Passage shown
■ ■ ■ ■ ■ ■ ■
So, what’s my first new, carefully-crafted story? How about this one:

Writing for my blog is fun, easy, adventurous, engaging. The fact that English is not my first language doesn’t mean that it’s deficient. I can express my ideas well, thank you very much, and I love engaging others in a conversation. I was born in another country, and my different experiences will only enrich my writing, even if the phrases that I make up, such as peachy-creamy or party socks, sneak in. My upbringing in a different culture and years of cultural learning in the United States – including cultural shocks here and reverse cultural shocks back home – are unique and I can build on them. Besides, I already learned tons by starting a blog. The reality is I can’t fail. Even if I stop blogging right now (ok, after this post goes live), I already have gained experiences that I would have not acquired otherwise.
■ ■ ■ ■ ■ ■ ■
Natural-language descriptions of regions
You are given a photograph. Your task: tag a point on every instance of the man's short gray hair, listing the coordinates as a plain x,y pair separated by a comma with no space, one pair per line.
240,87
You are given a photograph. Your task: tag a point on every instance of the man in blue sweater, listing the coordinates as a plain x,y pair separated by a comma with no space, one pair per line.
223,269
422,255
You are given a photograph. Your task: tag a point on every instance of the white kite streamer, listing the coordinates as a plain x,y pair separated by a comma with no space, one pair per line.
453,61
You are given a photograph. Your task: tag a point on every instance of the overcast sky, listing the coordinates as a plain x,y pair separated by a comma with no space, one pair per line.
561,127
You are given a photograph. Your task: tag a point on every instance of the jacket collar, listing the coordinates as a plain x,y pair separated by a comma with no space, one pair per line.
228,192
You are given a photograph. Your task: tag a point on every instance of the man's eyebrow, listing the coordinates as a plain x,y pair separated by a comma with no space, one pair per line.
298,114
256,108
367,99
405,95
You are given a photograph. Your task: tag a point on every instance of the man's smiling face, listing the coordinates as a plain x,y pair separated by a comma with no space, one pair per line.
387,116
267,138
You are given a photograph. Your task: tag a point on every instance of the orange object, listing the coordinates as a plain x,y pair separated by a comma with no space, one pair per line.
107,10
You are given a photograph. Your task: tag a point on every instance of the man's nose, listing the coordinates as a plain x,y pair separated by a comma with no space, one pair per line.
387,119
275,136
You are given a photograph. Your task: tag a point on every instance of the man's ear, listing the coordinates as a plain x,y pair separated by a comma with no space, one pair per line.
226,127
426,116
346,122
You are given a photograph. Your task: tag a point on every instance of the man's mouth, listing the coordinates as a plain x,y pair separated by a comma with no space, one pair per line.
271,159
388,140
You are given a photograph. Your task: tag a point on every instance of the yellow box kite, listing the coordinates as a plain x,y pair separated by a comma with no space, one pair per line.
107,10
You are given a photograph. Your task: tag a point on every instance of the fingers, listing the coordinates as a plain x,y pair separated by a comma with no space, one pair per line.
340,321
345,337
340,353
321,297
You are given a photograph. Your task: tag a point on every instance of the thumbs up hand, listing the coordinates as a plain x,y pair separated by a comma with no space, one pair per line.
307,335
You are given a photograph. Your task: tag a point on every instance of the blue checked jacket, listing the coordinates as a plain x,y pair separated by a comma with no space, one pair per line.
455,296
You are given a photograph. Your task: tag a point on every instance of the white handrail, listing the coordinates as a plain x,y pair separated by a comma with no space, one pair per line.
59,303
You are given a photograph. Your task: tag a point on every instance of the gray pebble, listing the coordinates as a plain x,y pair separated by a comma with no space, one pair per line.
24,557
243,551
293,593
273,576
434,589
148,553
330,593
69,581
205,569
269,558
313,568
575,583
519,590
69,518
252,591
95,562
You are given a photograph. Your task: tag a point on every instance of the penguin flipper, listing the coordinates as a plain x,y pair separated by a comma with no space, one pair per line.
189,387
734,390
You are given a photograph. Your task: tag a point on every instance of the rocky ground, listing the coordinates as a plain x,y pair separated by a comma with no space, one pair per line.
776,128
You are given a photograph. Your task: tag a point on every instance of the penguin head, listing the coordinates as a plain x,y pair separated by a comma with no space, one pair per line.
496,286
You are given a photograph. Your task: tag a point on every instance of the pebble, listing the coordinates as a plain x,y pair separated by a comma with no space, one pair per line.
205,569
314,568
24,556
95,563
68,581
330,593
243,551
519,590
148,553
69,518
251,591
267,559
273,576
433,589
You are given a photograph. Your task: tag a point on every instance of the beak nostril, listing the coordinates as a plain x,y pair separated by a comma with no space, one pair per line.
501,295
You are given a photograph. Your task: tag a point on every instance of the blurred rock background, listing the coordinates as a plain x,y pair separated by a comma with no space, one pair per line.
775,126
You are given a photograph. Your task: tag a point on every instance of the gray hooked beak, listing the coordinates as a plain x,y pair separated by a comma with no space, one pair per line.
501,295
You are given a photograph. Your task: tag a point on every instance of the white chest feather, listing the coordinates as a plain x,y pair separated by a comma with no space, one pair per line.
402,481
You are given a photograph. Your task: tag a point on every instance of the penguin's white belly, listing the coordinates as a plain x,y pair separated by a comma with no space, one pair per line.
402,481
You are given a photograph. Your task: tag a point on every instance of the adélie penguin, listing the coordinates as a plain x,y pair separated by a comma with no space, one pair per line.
■ ■ ■ ■ ■ ■ ■
Questions on the material
A: Answer these about the blogging passage:
(i) Which four words describe writing for the blog?
(ii) What two phrases does the writer say they made up?
(iii) In which country did the writer's years of cultural learning take place?
B: Rewrite the blogging passage starting at "Writing for my" and ending at "not acquired otherwise.", substituting "deepen" for "enrich".
C: Please proceed with the blogging passage after its last sentence.

Responses in order
A:
(i) Fun, easy, adventurous, engaging.
(ii) Peachy-creamy and party socks.
(iii) The United States.

B:
Writing for my blog is fun, easy, adventurous, engaging. The fact that English is not my first language doesn’t mean that it’s deficient. I can express my ideas well, thank you very much, and I love engaging others in a conversation. I was born in another country, and my different experiences will only deepen my writing, even if the phrases that I make up, such as peachy-creamy or party socks, sneak in. My upbringing in a different culture and years of cultural learning in the United States – including cultural shocks here and reverse cultural shocks back home – are unique and I can build on them. Besides, I already learned tons by starting a blog. The reality is I can’t fail. Even if I stop blogging right now (ok, after this post goes live), I already have gained experiences that I would have not acquired otherwise.

C:
I have no idea when they might come in handy, but I know that the seeds of knowledge never go to waste. When the time is right, they will spring into action and bear a beautiful flower (like this stunning hibiscus flower that opened up this morning in my bedroom). As it is with any sort of gardening, patience and love (toward myself and others) are must skills to cultivate. But first I want to pull out all the mental weeds that choke off liveliness, juiciness, and excitement out of my life.

Is anyone out there who wants to have a mental gardener buddy? What are your mental weeds to be plucked? What do you want to grow instead?